Regarding technology transfer more particularly, control may be necessary from the first stages of research.4 To facilitate the self-classification of technologies used to produce defence or dual-use goods, the French control authorities have recently announced that, save exceptions,5 an export licence application is mandatory for technical data relating to controlled products as of level five (laboratory validation of components and/or models) on the TRL (Technology Readiness Level) scale, which defines the nine successive degrees in technology finalisation. The “ex ante” control of the exported technology is therefore only triggered by the exporting manufacturer once it considers that its invention will be used solely for military purposes or that its diversion for military use is likely.
As we can see, this approach to control greatly relieves the Government of its responsibility for regulatory compliance in exports. At the same time, if the situation deteriorates within the receiving country, or if the supplied products or technologies are not used as expected, it increases the risk, for the EU industrial community in particular, of businesses being directly put in issue by the media, politicians or even by international public opinion. As a result, in a matter of decades, accepting this image risk has become the price that defence industrialists must pay as they face increasingly intense competition from new entrants whose governments may not be as media-sensitive. This growing trend has been particularly noticeable since the arrival of new entrants on the global market such as Ukraine, China or Turkey.6
Faced with this situation, the role of international control circles (including the MTCR7 and The Hague Code of Conduct) is particularly important. Only politically binding adherence, encouraging international dialogue and aiming to enhance collective security, can gradually erase the behavioural differences created by foreign policy excessively centered on national considerations. […]
1 SIPRI – “Trends In International Arms Transfers, 2016” by – Aude Fleurant, Pieter D. Wezeman, Siemon T. Wezeman and Nan Tian – (https://www.sipri.org/sites/default/files/Trends-in-international-arms-transfers-2016.pdf): ”The five biggest exporters in 2012–16 were the USA, Russia, China, France and Germany. Together, they accounted for 74 per cent of the total volume of arms exports”.

Recorded data:
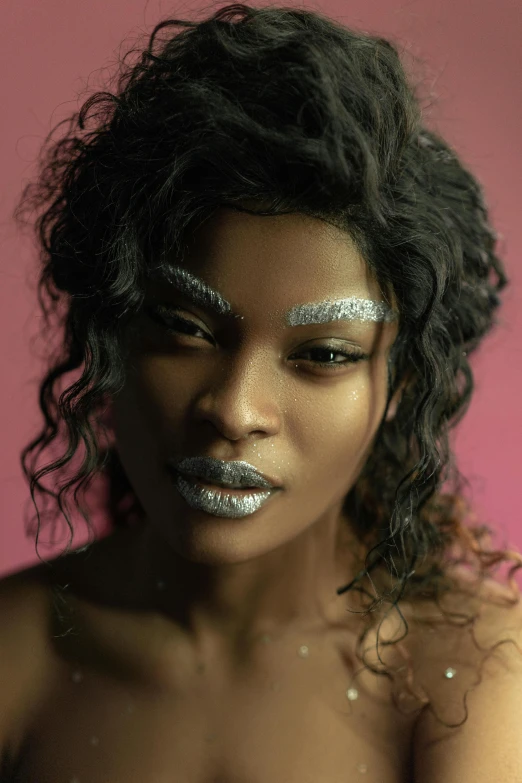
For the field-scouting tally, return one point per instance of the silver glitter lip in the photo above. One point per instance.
(232, 474)
(221, 503)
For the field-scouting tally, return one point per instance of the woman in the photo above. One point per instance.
(273, 277)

Apply what you read →
1. Answer these questions about the text on export control:
(a) From which level on the TRL scale is an export licence application mandatory for technical data relating to controlled products?
(b) Which new entrants to the global market are named?
(c) What share of the total volume of arms exports did the five biggest exporters account for in 2012–16?
2. Copy the text on export control from "Regarding technology transfer" up to and including "use is likely.".

Activity answers →
1.
(a) Level five (laboratory validation of components and/or models).
(b) Ukraine, China and Turkey.
(c) 74 per cent.

2.
Regarding technology transfer more particularly, control may be necessary from the first stages of research.4 To facilitate the self-classification of technologies used to produce defence or dual-use goods, the French control authorities have recently announced that, save exceptions,5 an export licence application is mandatory for technical data relating to controlled products as of level five (laboratory validation of components and/or models) on the TRL (Technology Readiness Level) scale, which defines the nine successive degrees in technology finalisation. The “ex ante” control of the exported technology is therefore only triggered by the exporting manufacturer once it considers that its invention will be used solely for military purposes or that its diversion for military use is likely.